Gestellte Aufgabe |
Wie lautet der Abschnitt des Dokumenttexts, der mit den Worten „Was soll ich“ beginnt und mit „und die Freiheit.“ endet, wenn du darin „Freiheit“ gegen „Weite“ austauschst?

Dokumenttext |
__________

Was soll ich ihr sagen? Was wäre richtig? Soll ich ihr von diesem seltsamen Gefühl erzählen? Soll ich ihr sagen, dass ich in letzter Zeit immer öfter das Gefühl habe eingeschlafen zu sein? Soll ich ihr sagen, dass ich nicht normal bin und unter Beobachtung stehen sollte? Ein Schauer läuft ihren Rücken hinab und lässt ihre Muskeln zucken. Nein. Ich könnte nie dort eingeschlossen leben. Ich muss in den Garten. Ich muss die Freiheit sehen. Sie spüren und erleben. Ich muss mit Gideon zusammen gehen. Wer sonst, außer er und Michelle könnten das verstehen?
„Vielleicht,“ stottert sie unsicher, „vielleicht ist es wirklich so, dass ich Gideon vermisse.“ Ihn und die Freiheit.

__________

Datenauszug |
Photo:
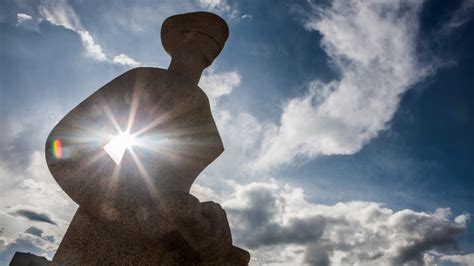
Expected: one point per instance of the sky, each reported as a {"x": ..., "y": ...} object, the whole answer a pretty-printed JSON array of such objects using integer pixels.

__________

Die Antwort |
Was soll ich ihr sagen? Was wäre richtig? Soll ich ihr von diesem seltsamen Gefühl erzählen? Soll ich ihr sagen, dass ich in letzter Zeit immer öfter das Gefühl habe eingeschlafen zu sein? Soll ich ihr sagen, dass ich nicht normal bin und unter Beobachtung stehen sollte? Ein Schauer läuft ihren Rücken hinab und lässt ihre Muskeln zucken. Nein. Ich könnte nie dort eingeschlossen leben. Ich muss in den Garten. Ich muss die Weite sehen. Sie spüren und erleben. Ich muss mit Gideon zusammen gehen. Wer sonst, außer er und Michelle könnten das verstehen?
„Vielleicht,“ stottert sie unsicher, „vielleicht ist es wirklich so, dass ich Gideon vermisse.“ Ihn und die Weite.